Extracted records
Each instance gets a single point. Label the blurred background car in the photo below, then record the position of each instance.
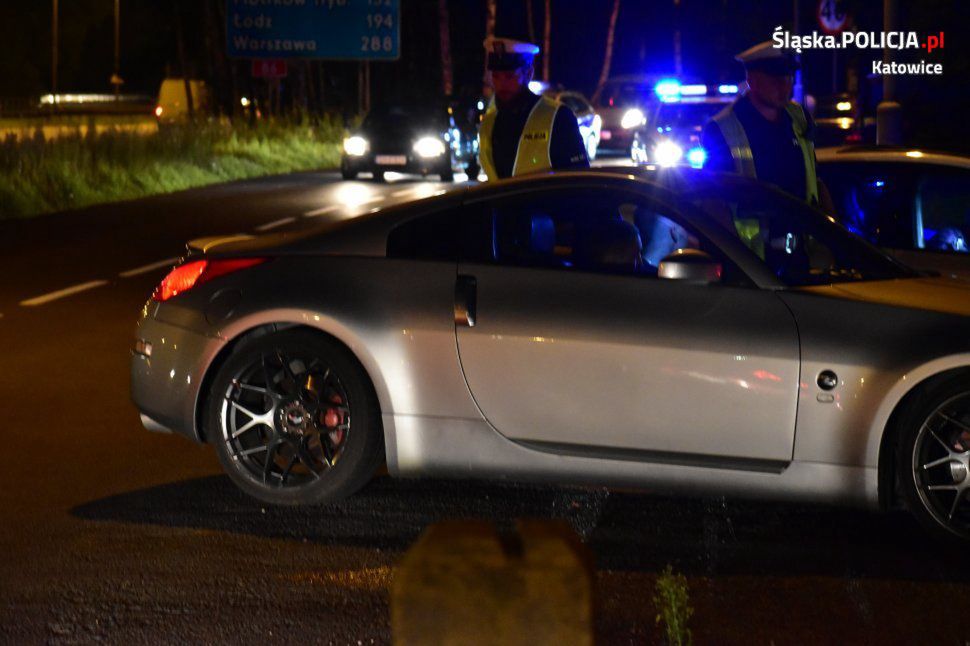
(178, 100)
(590, 123)
(623, 105)
(836, 119)
(671, 134)
(913, 203)
(407, 138)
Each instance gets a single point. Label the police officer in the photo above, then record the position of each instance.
(763, 134)
(522, 132)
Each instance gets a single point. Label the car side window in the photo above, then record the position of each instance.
(442, 235)
(586, 230)
(942, 209)
(797, 244)
(874, 201)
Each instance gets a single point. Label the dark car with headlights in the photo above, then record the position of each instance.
(406, 139)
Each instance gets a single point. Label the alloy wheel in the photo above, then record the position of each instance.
(285, 420)
(941, 464)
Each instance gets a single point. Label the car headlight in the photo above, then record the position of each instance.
(697, 157)
(633, 118)
(355, 146)
(429, 147)
(667, 153)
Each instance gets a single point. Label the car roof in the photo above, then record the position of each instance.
(899, 154)
(366, 235)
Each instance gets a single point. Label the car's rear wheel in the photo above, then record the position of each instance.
(294, 420)
(933, 462)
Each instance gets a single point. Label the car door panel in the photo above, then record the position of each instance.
(630, 362)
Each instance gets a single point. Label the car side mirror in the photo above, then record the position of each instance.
(690, 265)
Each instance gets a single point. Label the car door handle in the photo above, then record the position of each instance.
(466, 292)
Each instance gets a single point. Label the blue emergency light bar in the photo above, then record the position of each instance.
(672, 90)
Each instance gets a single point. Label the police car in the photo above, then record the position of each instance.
(671, 132)
(623, 106)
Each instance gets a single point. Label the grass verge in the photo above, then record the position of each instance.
(42, 176)
(672, 600)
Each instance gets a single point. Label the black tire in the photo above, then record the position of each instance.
(932, 457)
(342, 393)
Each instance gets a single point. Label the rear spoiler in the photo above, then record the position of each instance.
(201, 246)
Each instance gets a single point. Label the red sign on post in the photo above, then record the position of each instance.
(269, 68)
(832, 17)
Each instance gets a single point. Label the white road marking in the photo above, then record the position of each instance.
(61, 293)
(314, 213)
(161, 264)
(275, 223)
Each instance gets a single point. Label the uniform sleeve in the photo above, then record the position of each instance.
(718, 153)
(567, 149)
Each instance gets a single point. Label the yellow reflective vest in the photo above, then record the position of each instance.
(740, 148)
(532, 154)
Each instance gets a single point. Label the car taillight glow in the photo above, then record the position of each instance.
(185, 277)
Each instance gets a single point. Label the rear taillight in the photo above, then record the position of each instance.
(185, 277)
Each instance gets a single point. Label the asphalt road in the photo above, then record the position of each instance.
(109, 533)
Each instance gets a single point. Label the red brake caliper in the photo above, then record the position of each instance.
(334, 418)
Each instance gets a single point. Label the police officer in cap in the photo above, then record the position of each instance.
(522, 132)
(763, 134)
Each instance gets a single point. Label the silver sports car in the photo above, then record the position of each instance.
(677, 330)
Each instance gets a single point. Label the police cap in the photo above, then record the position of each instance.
(765, 57)
(505, 54)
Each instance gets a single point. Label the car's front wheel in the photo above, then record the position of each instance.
(933, 462)
(294, 420)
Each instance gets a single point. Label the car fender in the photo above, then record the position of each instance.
(904, 385)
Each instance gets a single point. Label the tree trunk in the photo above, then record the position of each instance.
(490, 12)
(444, 33)
(547, 42)
(608, 56)
(183, 62)
(530, 19)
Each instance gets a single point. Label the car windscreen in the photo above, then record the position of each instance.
(686, 115)
(621, 95)
(404, 118)
(799, 244)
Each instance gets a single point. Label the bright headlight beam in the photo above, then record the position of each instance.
(632, 118)
(667, 153)
(696, 157)
(355, 146)
(429, 147)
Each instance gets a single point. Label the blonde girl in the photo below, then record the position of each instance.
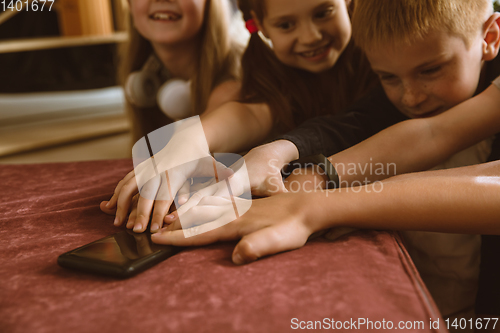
(299, 63)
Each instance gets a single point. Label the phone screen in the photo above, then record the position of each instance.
(122, 254)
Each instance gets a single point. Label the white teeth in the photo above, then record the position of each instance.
(164, 16)
(314, 53)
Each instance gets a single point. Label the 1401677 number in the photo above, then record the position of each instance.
(19, 5)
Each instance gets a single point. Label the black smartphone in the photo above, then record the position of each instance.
(122, 255)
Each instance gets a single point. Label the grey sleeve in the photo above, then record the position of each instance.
(329, 135)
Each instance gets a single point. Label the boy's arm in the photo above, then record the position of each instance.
(420, 144)
(461, 200)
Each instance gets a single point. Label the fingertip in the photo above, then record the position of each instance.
(169, 218)
(138, 228)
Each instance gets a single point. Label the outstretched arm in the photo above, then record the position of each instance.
(462, 200)
(420, 144)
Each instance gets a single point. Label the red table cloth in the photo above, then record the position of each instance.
(48, 209)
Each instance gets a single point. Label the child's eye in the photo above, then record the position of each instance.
(431, 70)
(324, 13)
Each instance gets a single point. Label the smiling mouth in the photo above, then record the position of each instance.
(164, 16)
(314, 53)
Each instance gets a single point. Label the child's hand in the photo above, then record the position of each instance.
(272, 225)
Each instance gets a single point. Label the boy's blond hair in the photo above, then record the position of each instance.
(405, 21)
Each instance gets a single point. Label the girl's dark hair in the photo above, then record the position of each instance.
(294, 95)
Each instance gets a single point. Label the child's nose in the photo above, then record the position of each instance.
(413, 96)
(310, 34)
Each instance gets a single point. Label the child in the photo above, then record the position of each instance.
(308, 71)
(427, 64)
(166, 40)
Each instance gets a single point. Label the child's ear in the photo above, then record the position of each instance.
(259, 24)
(491, 41)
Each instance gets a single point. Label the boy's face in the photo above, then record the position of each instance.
(429, 76)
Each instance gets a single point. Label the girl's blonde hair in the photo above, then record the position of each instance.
(219, 61)
(295, 95)
(402, 22)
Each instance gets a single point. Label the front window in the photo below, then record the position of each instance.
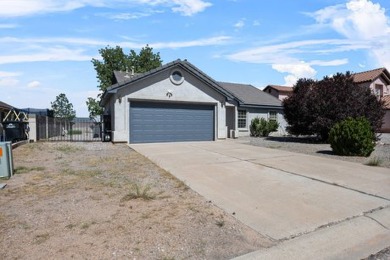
(241, 119)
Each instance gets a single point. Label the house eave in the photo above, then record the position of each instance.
(261, 106)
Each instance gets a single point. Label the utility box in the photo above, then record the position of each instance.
(6, 160)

■ **Prompt**
Repeat the material above in full and unchanged, minus its images.

■ **Answer for the task**
Each instance gets a single point. Label the blurred background car in the photo below, then record the position of each instance.
(178, 100)
(590, 123)
(623, 105)
(836, 119)
(671, 134)
(913, 203)
(407, 138)
Each instance gets a single point. Label the police officer in the photo above, then record the position of each instance.
(763, 134)
(522, 132)
Each instance gets a single point. Label the car side window in the photo above, then record the position of each instance.
(442, 235)
(586, 230)
(942, 209)
(797, 244)
(874, 201)
Each instance gets a single point. Label the dark car with headlights in the photo above, then record the position of each instance.
(406, 139)
Each instance gets a single point. Label the alloy wheel in the photo above, then record the position of each instance.
(285, 420)
(941, 464)
Each instance gets a single point. Label the car headlight in the photo above, then record the position of each instance.
(697, 157)
(633, 118)
(355, 146)
(429, 147)
(667, 153)
Each instance gets a single point. Label the car roof in the photo above, then record the position of each instance.
(899, 154)
(366, 235)
Each instance gets a single point. Label the car's rear wheel in the photo above, then record the position of each instance.
(294, 420)
(933, 462)
Each instance gets a single point. Label the car door panel in the photo above, then record the position of each instance.
(630, 362)
Each instance gets a single point. Label the car side mirror in the photo above, then record the position of each instance.
(690, 265)
Each instance gets a single point. Label the car door handle in the photo above, then record the position of each instance.
(466, 292)
Each instance gets a single point. Label the blue emergency light bar in the photo above, then record the position of each instance.
(672, 90)
Each instance gets a single point. Label the police car in the photo above, then record the position of each instance.
(671, 132)
(623, 106)
Each instance gets a single point. Label the grass verge in the photo above, then record the position of each instance.
(42, 176)
(672, 600)
Each instance gets a single point. Label the black tire in the photo above, then record the position of each instance.
(932, 457)
(342, 393)
Each instance gets a single point. Label the rear spoiler in the photo above, then record the position of each instance.
(201, 246)
Each instance gets a single point. Label the red sign on post in the photo above, then record the position of each instance.
(269, 68)
(832, 17)
Each instance gets a single point. Label the white road marking in the photo above, then record the position of each instance.
(61, 293)
(314, 213)
(161, 264)
(275, 223)
Each instance gets a single point. Label the uniform sleeve in the photo above, then record the position of each instance.
(718, 153)
(567, 149)
Each instance gets a single point. Label the yellow reflective vest in the photo above, then record the position of each instance.
(740, 148)
(532, 154)
Each instance gets a single point. Label the car taillight glow in the photo above, then record the position of each instance.
(185, 277)
Each instance gets a single point. Label the rear taillight in the photo above, then record the position of each instance.
(185, 277)
Each instance gets a single point. Label the asphalt road in the photo above, then record the position of each instance.
(109, 533)
Each instance gets a single point. Label the red brake caliper in the photo above, then record the position of each instance.
(334, 418)
Each instance gets a single point. Label the police officer in cap in the photo above, then record the position of each instance.
(522, 132)
(763, 134)
Each instance gets a single point. Label the silver sports car in the photo above, then record the position of each instance.
(677, 330)
Each instance gets a single point. Label the police cap in the photo above, then record the position of each instance.
(765, 57)
(505, 54)
Each instance gets a single point. Label the car's front wheel in the photo above, then record the position of each instance.
(933, 462)
(294, 420)
Each instance gets a single point. Label the car fender in the photo above, then record the position of each instance.
(904, 385)
Each instance gets a single point. Label the tree trunk in the photo above, then record the position of each instance.
(490, 12)
(444, 33)
(547, 42)
(608, 56)
(183, 62)
(530, 19)
Each instance gets a single point. Label the car windscreen in the photo above, then record the position of each instance.
(686, 115)
(621, 95)
(404, 118)
(799, 244)
Each instance gets a single point. Label the bright headlight beam in the photo above, then record the position of each instance.
(632, 118)
(667, 153)
(696, 157)
(355, 146)
(429, 147)
Each instance gets a single point. Label the blonde girl in the photo below, then record the position of each instance.
(299, 63)
Each instance gets a single point. Label the phone screen in the photo above, then record the position of each instance.
(122, 254)
Each instance gets a single point. Label the white teeth in the photo above, then record the position of each instance.
(164, 16)
(314, 53)
Each instance gets a single point. Label the 1401677 number in the photo above, then record the position of each instance.
(19, 5)
Each instance gets a single point. Label the black smartphone in the photo above, then record the position of each instance.
(122, 255)
Each instance gets a single point. Label the grey sleeve in the photo above, then record the position of each instance.
(329, 135)
Each instance gets a single point. Label the boy's arm in the photo above, then record the position of each instance.
(420, 144)
(461, 200)
Each instance gets a single point. Label the fingertip in the photo above, then record the position of each instance.
(169, 218)
(138, 228)
Each instance gets a single point. Label the outstretched arm in the photo above, then record the position of each instance.
(462, 200)
(420, 144)
Each instance gets a single point. Label the red table cloth in the photo above, then record the position of each instance.
(48, 209)
Each instance gets a single point. Label the child's eye in the photo above, then record the position of each instance.
(431, 70)
(324, 13)
Each instance gets a single point. Label the smiling mouth in the photo above, then record the position of each instance.
(164, 16)
(314, 53)
Each instance gets a single point. Label the child's hand in the photo above, then record the position of each instance.
(272, 225)
Each instance gets a single point. Label the boy's blond hair in the photo above, then record the position of each instance.
(405, 21)
Each instance gets a single point. Label the girl's dark hair in the photo above, then record the position of each instance.
(294, 95)
Each instance gets a single point. Label the child's nose in the photo above, then record the position of each instance.
(413, 96)
(310, 34)
Each instance gets a single point. Label the child in the photo above, then record the position of each instance.
(308, 71)
(427, 64)
(166, 40)
Each instance gets a single point. Label the child's ear in the photo above, then record the position of each instance.
(259, 24)
(491, 41)
Each instance gets a single point. Label the boy's face in the photo above, then record the position of each instance.
(429, 76)
Each instance gets a single point. Label the girl's blonde hair in the photo above, then record the position of each instance.
(219, 61)
(295, 95)
(402, 22)
Each instance gets a single point. Label the front window in the photo below, then record the position of each instance.
(241, 119)
Each instance gets a single point. Label the house eave in the photo above, then record the position of each instance.
(261, 106)
Each instance gets a single point. Label the utility box in the photo above, then record the position of each instance.
(6, 160)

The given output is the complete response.